Nothing but the images is to be left out of your exact copy of the entries.

===== Provided data =====

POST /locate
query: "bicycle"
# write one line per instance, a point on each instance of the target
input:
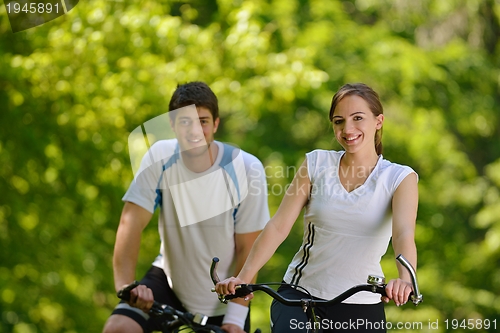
(375, 284)
(175, 321)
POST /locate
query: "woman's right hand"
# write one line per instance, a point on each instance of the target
(228, 287)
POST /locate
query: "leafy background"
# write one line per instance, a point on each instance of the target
(73, 89)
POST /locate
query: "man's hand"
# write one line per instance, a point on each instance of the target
(231, 328)
(141, 297)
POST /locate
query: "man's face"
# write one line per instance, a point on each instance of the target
(195, 130)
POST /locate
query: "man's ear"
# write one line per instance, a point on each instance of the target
(216, 124)
(380, 121)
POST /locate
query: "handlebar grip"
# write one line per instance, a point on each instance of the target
(241, 291)
(124, 293)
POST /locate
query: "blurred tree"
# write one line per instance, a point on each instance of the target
(73, 89)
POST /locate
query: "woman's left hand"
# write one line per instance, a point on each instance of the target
(398, 290)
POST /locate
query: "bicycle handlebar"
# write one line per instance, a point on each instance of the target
(174, 317)
(374, 284)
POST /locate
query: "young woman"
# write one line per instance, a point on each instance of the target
(355, 202)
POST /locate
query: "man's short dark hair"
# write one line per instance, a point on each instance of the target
(198, 93)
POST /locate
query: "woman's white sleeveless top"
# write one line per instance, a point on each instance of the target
(345, 233)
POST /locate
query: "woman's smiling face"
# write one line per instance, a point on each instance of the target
(355, 125)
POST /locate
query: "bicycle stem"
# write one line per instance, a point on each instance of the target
(417, 297)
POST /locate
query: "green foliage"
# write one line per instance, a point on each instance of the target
(72, 89)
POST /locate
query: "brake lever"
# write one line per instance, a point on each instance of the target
(416, 296)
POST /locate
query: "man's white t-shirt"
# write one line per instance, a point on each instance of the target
(345, 233)
(200, 215)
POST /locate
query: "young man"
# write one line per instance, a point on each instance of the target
(213, 202)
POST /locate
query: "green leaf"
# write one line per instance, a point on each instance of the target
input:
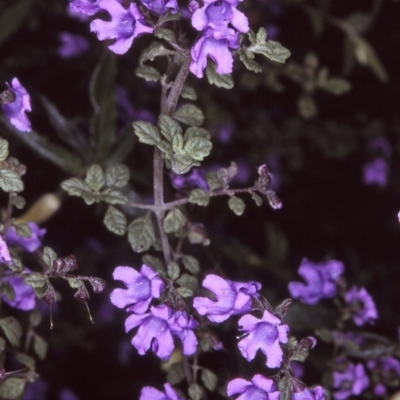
(141, 234)
(188, 93)
(209, 379)
(148, 73)
(165, 33)
(3, 149)
(12, 17)
(189, 114)
(214, 78)
(168, 127)
(199, 197)
(237, 205)
(174, 221)
(10, 181)
(40, 347)
(115, 221)
(12, 329)
(12, 388)
(173, 270)
(146, 132)
(191, 264)
(95, 177)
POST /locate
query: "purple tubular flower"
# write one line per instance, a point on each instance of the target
(15, 111)
(353, 380)
(141, 288)
(149, 393)
(31, 244)
(72, 45)
(363, 306)
(321, 281)
(264, 334)
(260, 388)
(24, 299)
(232, 298)
(125, 25)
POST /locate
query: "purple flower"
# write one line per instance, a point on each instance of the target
(30, 244)
(264, 334)
(232, 298)
(321, 281)
(260, 388)
(141, 288)
(160, 7)
(149, 393)
(15, 110)
(156, 330)
(375, 172)
(362, 306)
(125, 25)
(352, 381)
(24, 299)
(72, 45)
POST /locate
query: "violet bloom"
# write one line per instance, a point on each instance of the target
(259, 388)
(321, 281)
(30, 244)
(232, 298)
(263, 334)
(15, 110)
(141, 288)
(362, 306)
(150, 393)
(125, 25)
(24, 299)
(376, 172)
(72, 45)
(353, 380)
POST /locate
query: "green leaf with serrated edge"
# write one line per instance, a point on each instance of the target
(3, 149)
(257, 199)
(191, 264)
(117, 176)
(166, 34)
(49, 256)
(12, 329)
(168, 127)
(173, 270)
(146, 132)
(174, 221)
(209, 379)
(19, 202)
(11, 388)
(103, 99)
(25, 360)
(35, 279)
(214, 78)
(40, 347)
(156, 49)
(196, 392)
(199, 197)
(188, 93)
(246, 59)
(141, 234)
(148, 73)
(213, 181)
(95, 178)
(189, 114)
(115, 221)
(10, 181)
(236, 205)
(153, 262)
(12, 17)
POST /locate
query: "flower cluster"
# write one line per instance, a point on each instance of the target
(220, 23)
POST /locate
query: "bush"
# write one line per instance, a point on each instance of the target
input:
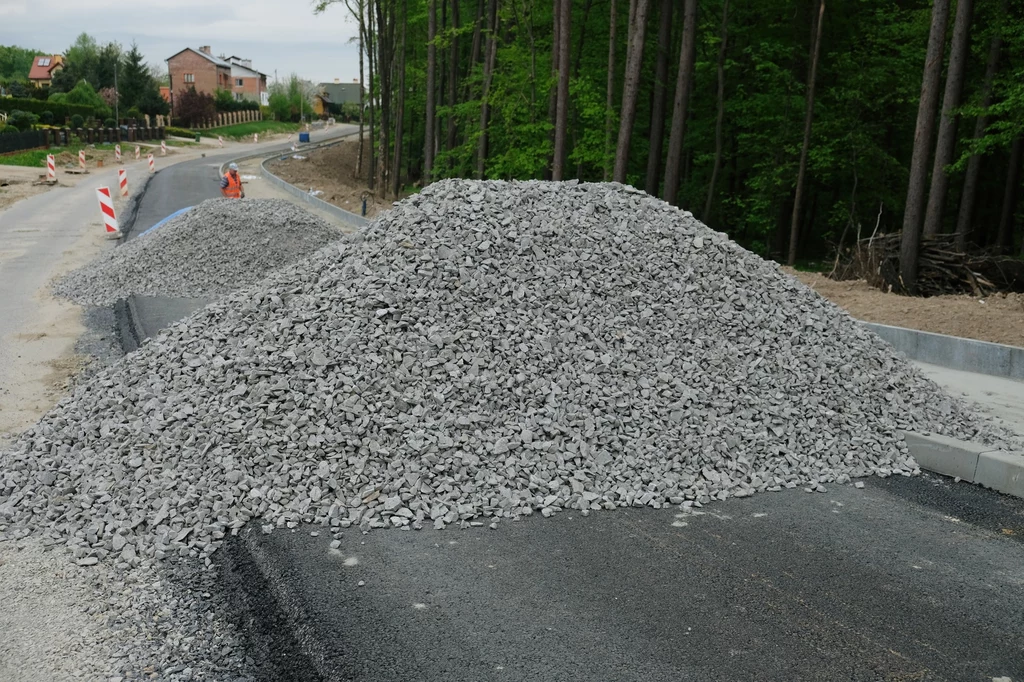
(61, 110)
(22, 120)
(179, 132)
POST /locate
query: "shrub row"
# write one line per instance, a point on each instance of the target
(60, 112)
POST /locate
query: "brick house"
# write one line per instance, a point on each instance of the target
(43, 68)
(247, 83)
(199, 69)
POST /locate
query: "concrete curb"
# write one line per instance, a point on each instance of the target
(995, 469)
(953, 352)
(341, 214)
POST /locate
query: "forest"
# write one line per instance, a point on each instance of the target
(794, 127)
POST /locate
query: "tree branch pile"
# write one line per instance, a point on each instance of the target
(942, 267)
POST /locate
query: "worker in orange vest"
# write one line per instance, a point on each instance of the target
(230, 184)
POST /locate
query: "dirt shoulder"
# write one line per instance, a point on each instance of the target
(331, 171)
(997, 318)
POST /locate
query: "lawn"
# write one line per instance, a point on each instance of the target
(247, 129)
(37, 158)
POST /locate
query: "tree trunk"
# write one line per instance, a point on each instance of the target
(683, 86)
(634, 59)
(660, 94)
(488, 70)
(371, 54)
(947, 121)
(399, 120)
(808, 120)
(363, 103)
(453, 77)
(583, 35)
(924, 131)
(477, 28)
(970, 190)
(610, 91)
(1006, 237)
(428, 144)
(720, 117)
(562, 101)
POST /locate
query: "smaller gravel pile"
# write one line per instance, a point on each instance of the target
(211, 250)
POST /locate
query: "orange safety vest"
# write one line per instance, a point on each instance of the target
(233, 188)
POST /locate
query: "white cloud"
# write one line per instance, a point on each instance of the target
(276, 35)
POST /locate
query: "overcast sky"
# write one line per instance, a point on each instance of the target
(282, 35)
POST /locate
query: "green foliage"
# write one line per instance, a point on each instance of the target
(22, 120)
(193, 108)
(15, 62)
(60, 110)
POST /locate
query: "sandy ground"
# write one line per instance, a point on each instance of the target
(45, 347)
(332, 171)
(997, 318)
(47, 633)
(17, 182)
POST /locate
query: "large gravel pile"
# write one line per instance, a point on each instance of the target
(485, 349)
(210, 250)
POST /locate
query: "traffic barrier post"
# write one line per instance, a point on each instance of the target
(107, 209)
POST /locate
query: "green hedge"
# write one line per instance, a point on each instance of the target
(179, 132)
(60, 112)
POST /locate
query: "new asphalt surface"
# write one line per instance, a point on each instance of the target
(914, 579)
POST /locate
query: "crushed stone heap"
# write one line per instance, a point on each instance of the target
(210, 250)
(483, 349)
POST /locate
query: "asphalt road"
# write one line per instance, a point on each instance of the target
(190, 182)
(904, 580)
(171, 189)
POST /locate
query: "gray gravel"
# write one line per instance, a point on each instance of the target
(212, 249)
(482, 351)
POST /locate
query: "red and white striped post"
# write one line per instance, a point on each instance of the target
(107, 208)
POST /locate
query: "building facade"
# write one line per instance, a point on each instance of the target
(200, 70)
(247, 83)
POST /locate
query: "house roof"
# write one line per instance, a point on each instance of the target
(340, 93)
(43, 66)
(242, 71)
(210, 57)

=====

Answer space:
POST /locate
query: "bicycle"
# write one line per instance, a point on each instance of the target
input:
(375, 284)
(175, 321)
POST /locate
query: "woman's right hand"
# write one line per instance, a point on each instance of the target
(228, 287)
POST /locate
query: "leafy background"
# write one line per instance, a point on each instance of the target
(73, 89)
POST /locate
query: "man's hand"
# write one line per instance, a point on each instance of the target
(231, 328)
(141, 297)
POST /locate
query: "man's face"
# write one line per instance, a point on each instance of the target
(195, 130)
POST /locate
query: "man's ear"
# write one line per instance, a point on each instance of the target
(216, 124)
(380, 121)
POST /locate
query: "handlebar grip"
# write one line per instance, a point on each instance of the target
(241, 291)
(124, 293)
POST /locate
query: "blurred tree"
# write one line per instance, a point on each instance of the target
(73, 89)
POST /locate
query: "woman's left hand"
# write one line per instance, a point on each instance of the target
(398, 290)
POST /locate
query: "bicycle handlebar"
# write one line per instance, a point on each instance of the target
(174, 317)
(374, 284)
POST /locate
query: "young woman"
# write one line per instance, a point on each instance of the target
(355, 202)
POST /locate
query: "man's short dark hair"
# write one line per instance, a point on each instance of the target
(198, 93)
POST /locate
query: "woman's white sleeveless top"
# write one line per instance, a point on each instance of the target
(345, 233)
POST /locate
query: "woman's smiling face"
# write one line per instance, a point on each instance of the target
(355, 125)
POST /locate
query: "bicycle stem"
# write one line per instance, a point on each instance of the target
(417, 297)
POST /locate
query: "green foliage"
# write one line per instance, a point on each instance of the target
(72, 89)
POST /locate
query: "brake lever"
# write one line per instance, a point on each instance of the target
(416, 296)
POST /locate
query: "man's white t-shirt"
# write one line per instance, a point on each instance of the target
(345, 233)
(200, 215)
POST /locate
query: "young man"
# write one line per instance, a point on each instance of the target
(213, 202)
POST /locate
query: "green leaf"
# write one line per instance, a point on each instance of the target
input:
(141, 234)
(188, 93)
(209, 379)
(148, 73)
(165, 33)
(3, 149)
(12, 17)
(189, 114)
(214, 78)
(168, 127)
(199, 197)
(237, 205)
(174, 221)
(10, 181)
(40, 347)
(115, 221)
(12, 329)
(12, 388)
(173, 270)
(146, 132)
(191, 264)
(95, 177)
POST /locate
query: "purple tubular flower"
# write one line per instance, a point on each instance of the target
(15, 111)
(353, 380)
(141, 288)
(149, 393)
(31, 244)
(72, 45)
(363, 306)
(321, 281)
(264, 334)
(260, 388)
(24, 299)
(232, 298)
(125, 25)
POST /locate
query: "purple flower"
# write one line per instance, a point on each instance of the target
(30, 244)
(264, 334)
(232, 298)
(321, 281)
(260, 388)
(141, 288)
(160, 7)
(149, 393)
(15, 110)
(156, 330)
(375, 172)
(362, 306)
(125, 25)
(352, 381)
(24, 299)
(72, 45)
POST /locate
query: "violet bloom"
# write one line per instance, a point on each instance of the target
(259, 388)
(321, 281)
(30, 244)
(232, 298)
(263, 334)
(15, 110)
(141, 288)
(362, 306)
(150, 393)
(125, 25)
(24, 299)
(376, 172)
(72, 45)
(353, 380)
POST /locate
query: "green leaf with serrated edge"
# write one line per instance, a point on each instance of the target
(3, 149)
(257, 199)
(191, 264)
(117, 176)
(166, 34)
(49, 256)
(12, 329)
(168, 127)
(173, 270)
(146, 132)
(174, 221)
(209, 379)
(19, 202)
(11, 388)
(103, 99)
(25, 360)
(35, 279)
(214, 78)
(40, 347)
(156, 49)
(196, 392)
(199, 197)
(188, 93)
(246, 59)
(141, 234)
(148, 73)
(213, 181)
(95, 178)
(189, 114)
(115, 221)
(10, 181)
(236, 205)
(153, 262)
(12, 17)
POST /locate
query: "flower cluster"
# write one line per instance, a point on each instance of the target
(220, 23)
POST /locate
query: "bush"
# write one line per instance, a point on each instance of the target
input:
(61, 110)
(22, 120)
(179, 132)
POST /locate
query: "shrub row"
# write one line per instance, a point on each instance of the target
(60, 112)
POST /locate
query: "brick house"
# write one line per instance, a point on each instance of the target
(43, 68)
(247, 83)
(199, 69)
POST /locate
query: "concrete curb"
# write one line per instance, a point on each instance of the target
(995, 469)
(953, 352)
(341, 214)
POST /locate
query: "forest"
# write one line per instance, a point on each instance of the target
(794, 127)
POST /locate
query: "tree branch pile"
# write one line per instance, a point on each instance of the target
(942, 267)
POST /locate
query: "worker in orange vest"
# write one line per instance, a point on each instance of the target
(230, 184)
POST /locate
query: "dirt shoulder"
# write one line per instance, a point on each instance of the target
(331, 171)
(997, 318)
POST /locate
query: "lawn"
# write one line per instance, a point on each instance of the target
(247, 129)
(37, 158)
POST /locate
query: "tree trunk"
# write one line per instance, a point on each instance of the target
(683, 86)
(634, 59)
(660, 94)
(488, 70)
(371, 54)
(947, 121)
(399, 120)
(808, 120)
(363, 103)
(453, 77)
(583, 35)
(924, 131)
(477, 28)
(970, 190)
(610, 91)
(1006, 237)
(428, 144)
(720, 117)
(562, 101)
POST /locate
query: "smaller gravel pile"
# write one line per instance, a point on each instance of the target
(211, 250)
POST /locate
query: "orange safety vest"
# write one line per instance, a point on each instance of the target
(233, 188)
POST /locate
query: "white cloud"
# write one line per instance, a point on each instance of the target
(276, 35)
POST /locate
query: "overcast sky"
# write one line per instance, a point on each instance of the target
(282, 35)
POST /locate
query: "green foliage"
# write one line per instance, a point on each instance of the target
(22, 120)
(193, 108)
(15, 62)
(60, 110)
POST /locate
query: "sandy ground"
# write one line per instance, a point on each instance of the target
(45, 347)
(332, 171)
(997, 318)
(47, 633)
(17, 182)
POST /locate
query: "large gravel pile"
# write one line per instance, a point on each instance of the target
(485, 349)
(210, 250)
POST /locate
query: "traffic barrier post"
# write one line per instance, a point on each instance of the target
(107, 209)
POST /locate
query: "green hedge"
# write one line per instance, a point on each instance of the target
(179, 132)
(60, 112)
POST /locate
query: "new asphalt surface"
# write one line per instance, a point on each instance of the target
(914, 579)
POST /locate
query: "crushed stone heap"
# write one line per instance, a point on each instance of the target
(210, 250)
(483, 349)
POST /locate
query: "asphalt road"
# write one line per instance, a point on each instance of the target
(190, 182)
(904, 580)
(171, 189)
POST /locate
query: "gray gravel"
# write one line per instance, a point on each instance of the target
(212, 249)
(482, 351)
POST /locate
query: "red and white striped post"
# write one line per instance, a point on each instance of the target
(107, 208)
POST /locate
query: "building facade"
# write one line per instance, a point on each instance of the target
(200, 70)
(247, 83)
POST /locate
query: "house roof"
# write one line per instance, a point on each instance of the target
(340, 93)
(43, 66)
(242, 71)
(210, 57)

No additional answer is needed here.